--- Begin ---

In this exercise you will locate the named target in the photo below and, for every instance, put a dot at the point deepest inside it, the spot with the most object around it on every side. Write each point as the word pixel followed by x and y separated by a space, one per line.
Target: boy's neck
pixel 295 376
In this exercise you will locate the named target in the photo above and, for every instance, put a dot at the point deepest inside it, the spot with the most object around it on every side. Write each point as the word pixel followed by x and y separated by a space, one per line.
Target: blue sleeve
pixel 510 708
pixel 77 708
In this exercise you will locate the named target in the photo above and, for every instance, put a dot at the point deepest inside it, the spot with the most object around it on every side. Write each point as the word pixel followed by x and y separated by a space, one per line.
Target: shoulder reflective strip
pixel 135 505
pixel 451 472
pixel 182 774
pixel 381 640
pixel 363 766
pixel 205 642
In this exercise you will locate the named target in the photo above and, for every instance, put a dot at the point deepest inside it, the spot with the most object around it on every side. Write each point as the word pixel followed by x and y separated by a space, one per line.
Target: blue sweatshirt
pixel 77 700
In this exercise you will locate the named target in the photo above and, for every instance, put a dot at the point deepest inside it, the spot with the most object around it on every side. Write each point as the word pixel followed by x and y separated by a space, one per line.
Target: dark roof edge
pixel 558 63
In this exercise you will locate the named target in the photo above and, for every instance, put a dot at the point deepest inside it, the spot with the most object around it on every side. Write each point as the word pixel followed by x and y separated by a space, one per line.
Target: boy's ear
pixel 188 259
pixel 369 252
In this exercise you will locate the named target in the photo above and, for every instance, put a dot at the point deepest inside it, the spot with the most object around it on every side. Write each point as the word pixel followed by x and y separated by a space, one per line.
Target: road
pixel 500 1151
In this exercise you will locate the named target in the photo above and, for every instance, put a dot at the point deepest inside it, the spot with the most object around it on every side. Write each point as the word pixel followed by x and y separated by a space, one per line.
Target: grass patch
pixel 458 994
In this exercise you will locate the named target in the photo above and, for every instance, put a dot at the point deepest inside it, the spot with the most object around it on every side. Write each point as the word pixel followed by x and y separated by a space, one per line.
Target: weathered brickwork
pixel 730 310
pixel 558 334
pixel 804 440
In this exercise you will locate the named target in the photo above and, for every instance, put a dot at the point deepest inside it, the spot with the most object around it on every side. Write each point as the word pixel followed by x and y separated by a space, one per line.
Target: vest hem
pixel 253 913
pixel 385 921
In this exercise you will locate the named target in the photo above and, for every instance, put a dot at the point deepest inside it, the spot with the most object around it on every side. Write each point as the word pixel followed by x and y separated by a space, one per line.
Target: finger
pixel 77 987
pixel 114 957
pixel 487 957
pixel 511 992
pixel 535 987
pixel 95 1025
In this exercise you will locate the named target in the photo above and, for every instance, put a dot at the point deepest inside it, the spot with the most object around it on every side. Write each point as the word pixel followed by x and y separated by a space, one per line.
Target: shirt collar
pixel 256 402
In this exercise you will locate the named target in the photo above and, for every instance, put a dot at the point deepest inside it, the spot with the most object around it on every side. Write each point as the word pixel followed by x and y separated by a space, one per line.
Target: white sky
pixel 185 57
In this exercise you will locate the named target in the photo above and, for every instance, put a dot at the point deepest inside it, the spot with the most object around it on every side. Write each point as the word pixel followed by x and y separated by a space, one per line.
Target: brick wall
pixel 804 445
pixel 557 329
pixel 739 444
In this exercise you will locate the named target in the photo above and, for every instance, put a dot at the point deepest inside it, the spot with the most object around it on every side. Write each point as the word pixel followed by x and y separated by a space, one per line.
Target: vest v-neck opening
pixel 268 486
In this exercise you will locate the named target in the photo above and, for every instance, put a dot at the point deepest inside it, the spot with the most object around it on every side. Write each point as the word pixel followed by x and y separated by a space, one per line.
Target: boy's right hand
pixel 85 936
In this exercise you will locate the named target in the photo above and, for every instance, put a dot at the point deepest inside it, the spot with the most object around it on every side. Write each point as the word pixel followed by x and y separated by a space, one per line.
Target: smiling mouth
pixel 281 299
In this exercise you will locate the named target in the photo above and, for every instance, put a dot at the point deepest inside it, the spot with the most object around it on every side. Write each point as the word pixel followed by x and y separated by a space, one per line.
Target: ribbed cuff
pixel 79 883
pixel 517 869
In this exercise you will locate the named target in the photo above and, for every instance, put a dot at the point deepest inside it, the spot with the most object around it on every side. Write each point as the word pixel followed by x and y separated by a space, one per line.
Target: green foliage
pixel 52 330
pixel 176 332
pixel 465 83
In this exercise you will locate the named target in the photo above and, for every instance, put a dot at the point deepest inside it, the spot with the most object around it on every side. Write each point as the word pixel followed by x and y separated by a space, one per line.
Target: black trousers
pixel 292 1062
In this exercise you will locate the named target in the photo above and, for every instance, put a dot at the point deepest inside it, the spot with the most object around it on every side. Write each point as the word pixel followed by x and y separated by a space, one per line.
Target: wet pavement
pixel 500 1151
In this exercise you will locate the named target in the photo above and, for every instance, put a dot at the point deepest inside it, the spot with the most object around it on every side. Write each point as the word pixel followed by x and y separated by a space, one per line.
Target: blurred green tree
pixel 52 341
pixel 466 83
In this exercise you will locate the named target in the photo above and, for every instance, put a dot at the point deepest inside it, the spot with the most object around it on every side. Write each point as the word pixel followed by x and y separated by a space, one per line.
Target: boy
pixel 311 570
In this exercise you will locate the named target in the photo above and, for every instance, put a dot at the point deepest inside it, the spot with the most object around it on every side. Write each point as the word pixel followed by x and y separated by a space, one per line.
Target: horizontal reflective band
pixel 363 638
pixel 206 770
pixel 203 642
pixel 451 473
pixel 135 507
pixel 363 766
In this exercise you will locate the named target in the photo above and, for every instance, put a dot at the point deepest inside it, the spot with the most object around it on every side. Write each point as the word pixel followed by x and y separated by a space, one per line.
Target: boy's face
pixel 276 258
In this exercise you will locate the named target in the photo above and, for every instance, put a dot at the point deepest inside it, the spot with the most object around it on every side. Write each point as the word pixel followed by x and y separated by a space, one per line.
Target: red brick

--- End ---

### Required task
Write out all of the data above as a JSON list of strings, with one string for each line and no blank lines.

### Answer below
[
  "In this exercise you will locate the named target in the photo below and, for every instance, put a dot at the point deepest inside it, the spot with the most object around it on every side. Write each point as the word pixel followed by x and y separated by a space, one per line.",
  "Target: boy's neck",
  "pixel 295 376",
  "In this exercise you will locate the named target in the photo above and, for every instance, put a dot at the point deepest inside it, the spot with the most object around it on every side. Write each point as the word pixel followed by x and y separated by a space, one per line.",
  "Target: blue sleeve",
  "pixel 510 708",
  "pixel 77 708",
  "In this exercise you will locate the named target in the photo above and, for every instance, put a dot at the point deepest inside it, the spot with the most object around it on every side. Write each point as the word pixel followed by x and y separated by a space, one per line.",
  "Target: shoulder reflective strip",
  "pixel 135 505",
  "pixel 451 472",
  "pixel 182 774",
  "pixel 381 640",
  "pixel 363 766",
  "pixel 205 642",
  "In this exercise you will locate the named target in the photo above and, for every instance, put a dot at the point deepest inside it, the spot with the most object around it on every side. Write each point as the word pixel followed by x and y separated by a space, one per line.",
  "Target: blue sweatshirt",
  "pixel 77 700",
  "In this exercise you will locate the named target in the photo above and, for every instance, put a dot at the point deepest inside it, the spot with the most object around it on every side. Write each point as the word pixel followed by x and y separated by a space, one per line.",
  "Target: dark roof edge",
  "pixel 558 63",
  "In this exercise you will locate the named target in the photo above and, for every instance, put a dot at the point deepest inside it, the spot with the most object around it on every side. Write each point as the word pixel followed by x and y separated by a space, one per line.",
  "Target: boy's ear",
  "pixel 188 259",
  "pixel 369 252",
  "In this exercise you will locate the named target in the photo above and, for every instance, put a dot at the point deepest inside it, the spot with the most object around it on every side. Write each point as the word pixel followed by x and y separated by a space, one per line.",
  "Target: road",
  "pixel 500 1151",
  "In this exercise you will locate the named target in the photo above and, for every instance, put a dot at the point deepest inside it, the spot with the most object around it on every side. Write each point as the word pixel followed by x and y separated by a space, one per line.",
  "Target: grass patch",
  "pixel 458 994",
  "In this exercise you will locate the named target in the photo above and, for every instance, put a dot at the point deepest inside it, the spot with the most object around it on every side. Write each point as the word pixel followed by x and y separated by a space, one per line.",
  "Target: weathered brickwork",
  "pixel 730 310",
  "pixel 558 334",
  "pixel 804 440",
  "In this exercise you will locate the named target in the photo above and, for every instance, put a dot at the point deepest inside it, the spot with the most object around it on every side. Write each point as the word pixel followed by x and y separated by a space, one per line.",
  "Target: vest hem",
  "pixel 253 913",
  "pixel 385 921",
  "In this exercise you will locate the named target in the photo above and, for every instance, put a dot at the point deepest inside it, the spot with the most object around it on every side. Write each point as the word pixel followed by x and y separated by a space, one per line.",
  "Target: finger",
  "pixel 77 987",
  "pixel 114 957",
  "pixel 487 957",
  "pixel 511 992",
  "pixel 535 987",
  "pixel 95 1025",
  "In this exercise you will locate the named target in the photo above and, for every instance, put a dot at the point deepest inside it, the spot with the most object around it on every side. Write each point as the word pixel followed by x and y separated by a space, one per line.",
  "Target: shirt collar",
  "pixel 256 402",
  "In this exercise you will locate the named target in the photo above and, for every instance, put a dot at the point deepest inside it, the spot with the most object around it on every side. Write each point as the word pixel followed by x and y separated by a space, one per line.",
  "Target: white sky",
  "pixel 185 57",
  "In this exercise you will locate the named target in the photo above and, for every instance, put a dot at the point deepest inside it, the spot with the most object around it on every side. Write each point as the word pixel followed by x and y separated by a space, one per line.",
  "Target: brick wall",
  "pixel 804 445",
  "pixel 557 329",
  "pixel 739 444",
  "In this exercise you will locate the named target in the photo above and, for every instance, put a dot at the point deepest inside it, the spot with the most object around it on every side. Write each point as the word pixel followed by x and y separated by a space, one per line.",
  "Target: vest v-neck opening",
  "pixel 268 486",
  "In this exercise you will locate the named target in the photo above and, for every instance, put a dot at the point deepest inside it, the spot with the most object around it on every side. Write each point as the word pixel followed by x and y separated by a space, one per line.",
  "Target: boy's right hand",
  "pixel 85 936",
  "In this exercise you will locate the named target in the photo above and, for every instance, put a dot at the point deepest inside it, the spot with the most object around it on every side. Write each point as the word pixel followed by x and y separated by a space, one per line.",
  "Target: smiling mouth",
  "pixel 281 299",
  "In this exercise you will locate the named target in the photo above and, for every instance, put a dot at the point deepest inside it, the spot with the most object around it on every side. Write each point as the word pixel followed by x and y separated by a space, one per line.",
  "Target: ribbed cuff",
  "pixel 79 883",
  "pixel 517 869",
  "In this exercise you will locate the named target in the photo above and, for every instance, put a dot at the point deepest inside it, the spot with the most object around it on every side. Write each point as the word pixel followed by x and y separated by a space, one per line.",
  "Target: green foliage",
  "pixel 52 330",
  "pixel 176 332",
  "pixel 465 83",
  "In this exercise you will locate the named target in the photo above and, for every instance, put a dot at the point deepest inside it, the spot with the most object around it on every side. Write each point as the word pixel followed by x and y separated by a space, one per line.",
  "Target: black trousers",
  "pixel 292 1062",
  "In this exercise you will locate the named target in the photo above and, for every instance, put a dot at the point deepest inside it, the spot with the most object around it on every side. Write each point as the word pixel followed by x and y separated by a space, one per line.",
  "Target: wet pavement",
  "pixel 500 1151",
  "In this exercise you will locate the named target in the photo above and, for every instance, put a dot at the point deepest inside it, the spot with the most object around it on every side. Write each point as the word pixel followed by x and y separated by a space, one per line.",
  "Target: blurred green tree",
  "pixel 52 341",
  "pixel 466 83",
  "In this exercise you will locate the named target in the photo above and, for every instance, put a dot at the point deepest inside it, the spot with the most object around it on every side. Write each point as the word pixel followed by x and y separated by a space, one per line.",
  "Target: boy",
  "pixel 311 570",
  "In this exercise you will locate the named target in the photo above and, for every instance, put a dot at the point deepest inside it, the spot with the most object around it on every side. Write each point as the word pixel followed by x and y separated by a space, one per line.",
  "Target: horizontal reflective band",
  "pixel 363 638",
  "pixel 206 770",
  "pixel 203 642",
  "pixel 451 473",
  "pixel 135 507",
  "pixel 363 766",
  "In this exercise you will locate the named target in the photo above and, for every instance, put a dot at the point deepest inside it, the spot with the most object around it on every side. Write each point as the word pixel followed by x and y separated by a space, one per line.",
  "Target: boy's face",
  "pixel 276 258",
  "In this exercise you will locate the named target in the photo above and, for every instance, put a dot at the point deepest inside it, the spot with the most object around it on every side. Write each point as the word pixel followed by x and y separated by a space, one per line.",
  "Target: red brick"
]